### Records for the task

——————————

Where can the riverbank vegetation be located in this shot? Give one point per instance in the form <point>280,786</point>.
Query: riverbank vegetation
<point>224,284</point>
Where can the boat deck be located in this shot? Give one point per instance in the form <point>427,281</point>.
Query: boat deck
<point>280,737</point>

——————————

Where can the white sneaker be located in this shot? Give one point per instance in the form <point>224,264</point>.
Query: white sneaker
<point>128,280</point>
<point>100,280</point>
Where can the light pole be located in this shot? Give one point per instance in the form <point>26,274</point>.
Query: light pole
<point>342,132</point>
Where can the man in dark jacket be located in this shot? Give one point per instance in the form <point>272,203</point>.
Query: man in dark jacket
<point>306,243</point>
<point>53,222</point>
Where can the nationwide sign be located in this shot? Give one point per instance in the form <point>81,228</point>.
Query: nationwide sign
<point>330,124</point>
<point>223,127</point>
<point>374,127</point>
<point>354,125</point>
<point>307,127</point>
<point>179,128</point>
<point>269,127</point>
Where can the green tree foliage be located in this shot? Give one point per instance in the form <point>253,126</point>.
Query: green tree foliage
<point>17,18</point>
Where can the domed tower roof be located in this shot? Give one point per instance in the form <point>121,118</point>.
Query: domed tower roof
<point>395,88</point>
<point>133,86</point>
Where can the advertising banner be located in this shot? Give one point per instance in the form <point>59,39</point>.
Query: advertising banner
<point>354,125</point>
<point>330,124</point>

——————————

### Exercise description
Copy out every line in the listing where the word "located" appears.

### Written answer
Where can the riverbank vegetation be located in this shot? Give one point per instance in the form <point>280,786</point>.
Where can the boat deck be located in this shot? Give one point per instance in the form <point>427,281</point>.
Where can the white sneaker be located in this shot? Give one point per instance in the form <point>224,264</point>.
Where can the light pole be located in this shot? Give one point per instance in the form <point>26,274</point>.
Where can the man in dark jacket be located in this shot? Give one point per instance in the form <point>272,203</point>.
Where can the nationwide sign be located in this shot? Give one point per instance in the form <point>81,228</point>.
Where can the green tree foliage be located in this shot? Give one point per instance in the form <point>253,126</point>.
Where can the domed tower roof be located in this shot? Give one point per instance in the form <point>121,118</point>.
Where can the advertising banner be located in this shot? Give one point per instance in the form <point>59,39</point>.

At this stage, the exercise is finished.